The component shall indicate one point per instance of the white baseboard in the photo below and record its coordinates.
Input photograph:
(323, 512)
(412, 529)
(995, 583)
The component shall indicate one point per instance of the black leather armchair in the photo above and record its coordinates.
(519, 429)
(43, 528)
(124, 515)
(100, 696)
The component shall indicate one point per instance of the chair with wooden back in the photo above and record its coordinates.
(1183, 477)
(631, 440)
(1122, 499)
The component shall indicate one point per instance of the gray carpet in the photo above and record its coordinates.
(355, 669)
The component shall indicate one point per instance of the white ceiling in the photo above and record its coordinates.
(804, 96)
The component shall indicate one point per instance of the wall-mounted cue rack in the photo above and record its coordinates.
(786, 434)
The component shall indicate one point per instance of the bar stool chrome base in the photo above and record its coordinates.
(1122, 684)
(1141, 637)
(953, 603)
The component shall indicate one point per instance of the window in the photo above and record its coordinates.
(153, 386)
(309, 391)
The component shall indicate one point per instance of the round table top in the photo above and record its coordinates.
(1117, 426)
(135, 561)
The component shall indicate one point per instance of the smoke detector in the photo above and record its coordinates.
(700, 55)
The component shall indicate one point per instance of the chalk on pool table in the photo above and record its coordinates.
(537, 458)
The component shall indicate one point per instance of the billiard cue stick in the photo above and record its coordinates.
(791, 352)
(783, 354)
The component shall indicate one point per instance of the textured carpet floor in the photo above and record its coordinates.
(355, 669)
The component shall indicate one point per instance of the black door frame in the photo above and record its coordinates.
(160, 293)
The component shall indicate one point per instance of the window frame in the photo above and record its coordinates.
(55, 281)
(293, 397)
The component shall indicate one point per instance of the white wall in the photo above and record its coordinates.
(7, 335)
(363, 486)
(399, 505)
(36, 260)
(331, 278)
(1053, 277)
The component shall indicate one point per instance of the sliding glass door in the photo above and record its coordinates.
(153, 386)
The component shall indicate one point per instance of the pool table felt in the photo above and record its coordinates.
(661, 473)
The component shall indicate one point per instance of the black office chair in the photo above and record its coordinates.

▬▬▬

Written task - Retype the lines above word for word, starting with the line that contains "the window frame" and going on through the last line, with both of those lines included.

Solution for this exercise -
The component shall indicate one point per instance of the window frame in the photo above and record its coordinates.
(55, 281)
(293, 397)
The component shall indicate one point per instance of the white wall in the photo above and record its coordinates.
(7, 335)
(363, 486)
(399, 505)
(36, 260)
(331, 278)
(1053, 277)
The component shall indicate one point per instance of the sliding glass door in the photo above and record its coordinates.
(153, 386)
The component shall indicate one point per instance of the pool table felt in the photo above and record its coordinates.
(661, 473)
The component shall indicate one point per instance of the black office chair in the photo above and record its coordinates.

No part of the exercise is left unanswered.